Basket looks fine. Try sourcing fresh beans from coffee compass or rave, and go from there.


----------



## Roast-ed (May 30, 2020)

What number (setting) are you using on the MDF grinder? I have an MDF and gaggia classic and have found it's between setting 2 and 3 that I get the best espressos.


----------



## CantChipForCoffee (Apr 16, 2020)

Roast-ed said:


> What number (setting) are you using on the MDF grinder? I have an MDF and gaggia classic and have found it's between setting 2 and 3 that I get the best espressos.


 I'd say I drift between 3 and 4 depending on the beans I'm using. I'm probably remove the locking pins so I can set the grinder more accurately. That's s job for Ron though.


----------



## Moparman (Jun 8, 2019)

Are you filling the doser on the MDF grinder? If so then you're not getting freshly ground coffee due to the volume of ground coffee that the hopper holds. The best way of using the MDF is to weigh your beans then grind as needed flicking the dosing lever until the grinder is empty each time. I used to find a grind setting of around 3 or 4 worked well with my classic and gave decent crema.


----------



## CantChipForCoffee (Apr 16, 2020)

──────────

Request A | In the espresso grinder thread, between which settings on the MDF grinder does Roast-ed get the best espressos?
Request B | Write a continuation of the espresso grinder thread, picking up after its final line.

[Saved data entries]
──────────

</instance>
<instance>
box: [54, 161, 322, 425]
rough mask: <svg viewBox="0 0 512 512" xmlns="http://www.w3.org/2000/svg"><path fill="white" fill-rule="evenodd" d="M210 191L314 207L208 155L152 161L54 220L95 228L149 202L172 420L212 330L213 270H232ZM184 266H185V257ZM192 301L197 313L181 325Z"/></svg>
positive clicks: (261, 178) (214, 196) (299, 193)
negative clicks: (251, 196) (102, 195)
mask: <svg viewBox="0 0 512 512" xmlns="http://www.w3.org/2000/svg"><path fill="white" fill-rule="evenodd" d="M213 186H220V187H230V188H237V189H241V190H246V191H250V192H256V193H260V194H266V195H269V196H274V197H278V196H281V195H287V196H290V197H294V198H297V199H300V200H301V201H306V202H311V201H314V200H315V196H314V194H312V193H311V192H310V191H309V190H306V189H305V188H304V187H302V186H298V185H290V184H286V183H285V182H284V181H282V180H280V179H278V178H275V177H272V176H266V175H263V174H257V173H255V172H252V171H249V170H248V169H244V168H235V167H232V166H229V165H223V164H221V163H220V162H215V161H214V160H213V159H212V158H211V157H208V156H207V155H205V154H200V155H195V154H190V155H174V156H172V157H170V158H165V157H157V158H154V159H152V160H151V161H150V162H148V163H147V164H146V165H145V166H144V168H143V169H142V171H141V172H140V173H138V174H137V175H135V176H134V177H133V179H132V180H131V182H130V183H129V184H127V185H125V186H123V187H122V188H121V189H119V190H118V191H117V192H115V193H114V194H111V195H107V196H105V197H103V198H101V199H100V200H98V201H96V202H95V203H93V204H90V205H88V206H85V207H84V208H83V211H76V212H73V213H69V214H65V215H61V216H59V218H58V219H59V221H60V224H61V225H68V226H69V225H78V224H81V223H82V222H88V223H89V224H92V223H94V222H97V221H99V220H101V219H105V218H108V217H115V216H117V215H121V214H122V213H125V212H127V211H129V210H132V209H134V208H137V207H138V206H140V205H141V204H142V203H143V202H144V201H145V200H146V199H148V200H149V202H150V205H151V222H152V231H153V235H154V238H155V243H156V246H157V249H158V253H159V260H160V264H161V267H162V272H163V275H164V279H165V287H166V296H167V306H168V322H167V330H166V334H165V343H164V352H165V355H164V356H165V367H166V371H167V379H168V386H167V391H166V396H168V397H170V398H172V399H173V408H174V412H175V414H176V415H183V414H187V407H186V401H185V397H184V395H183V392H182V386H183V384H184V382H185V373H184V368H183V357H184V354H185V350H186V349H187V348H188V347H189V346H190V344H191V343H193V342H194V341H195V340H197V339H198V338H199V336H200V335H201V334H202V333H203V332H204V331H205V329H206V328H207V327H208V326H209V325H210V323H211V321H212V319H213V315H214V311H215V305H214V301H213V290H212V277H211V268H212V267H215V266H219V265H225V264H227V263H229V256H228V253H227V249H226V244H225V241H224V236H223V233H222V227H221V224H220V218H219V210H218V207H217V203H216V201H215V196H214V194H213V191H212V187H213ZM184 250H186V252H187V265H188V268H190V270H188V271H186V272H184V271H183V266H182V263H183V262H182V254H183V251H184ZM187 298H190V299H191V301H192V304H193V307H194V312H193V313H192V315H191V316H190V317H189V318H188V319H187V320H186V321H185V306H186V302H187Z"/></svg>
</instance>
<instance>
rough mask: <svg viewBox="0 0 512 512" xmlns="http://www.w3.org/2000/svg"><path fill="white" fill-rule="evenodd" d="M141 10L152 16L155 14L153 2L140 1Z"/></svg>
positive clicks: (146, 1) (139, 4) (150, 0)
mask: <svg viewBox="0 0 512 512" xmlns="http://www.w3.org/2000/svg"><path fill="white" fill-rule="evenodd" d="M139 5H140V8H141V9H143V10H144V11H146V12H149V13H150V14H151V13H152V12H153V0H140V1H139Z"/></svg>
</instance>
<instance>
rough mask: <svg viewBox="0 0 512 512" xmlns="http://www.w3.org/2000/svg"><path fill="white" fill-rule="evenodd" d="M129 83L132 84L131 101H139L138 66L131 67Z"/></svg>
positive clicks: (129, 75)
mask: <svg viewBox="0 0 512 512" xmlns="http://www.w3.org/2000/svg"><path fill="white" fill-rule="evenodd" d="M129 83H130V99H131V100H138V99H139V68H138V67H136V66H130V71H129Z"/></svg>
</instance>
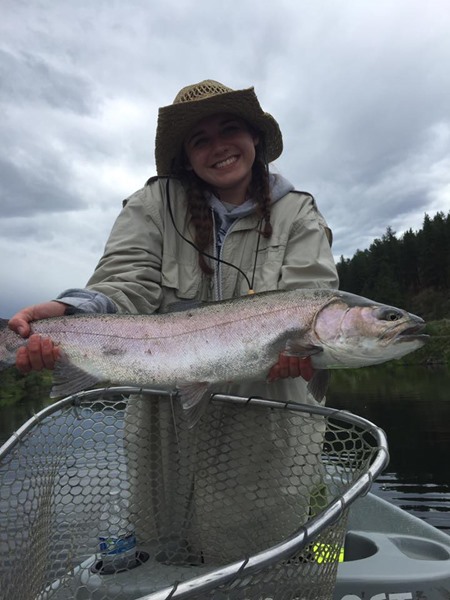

──────────

Response box A | Between setting 2 and 3.

Response box B |
Moparman said:


> Are you filling the doser on the MDF grinder? If so then you're not getting freshly ground coffee due to the volume of ground coffee that the hopper holds. The best way of using the MDF is to weigh your beans then grind as needed flicking the dosing lever until the grinder is empty each time. I used to find a grind setting of around 3 or 4 worked well with my classic and gave decent crema.


 I'm only grinding what I need and I'm measuring 17g, pulling 34g. I've been using fresh beans from a local supplier for a while now.

Shots are being pulled with crema fine now.


----------



## Moparman (Jun 8, 2019)

All sorted then! Out of interest, which local supplier are you using?


----------



## CantChipForCoffee (Apr 16, 2020)

Moparman said:


> All sorted then! Out of interest, which local supplier are you using?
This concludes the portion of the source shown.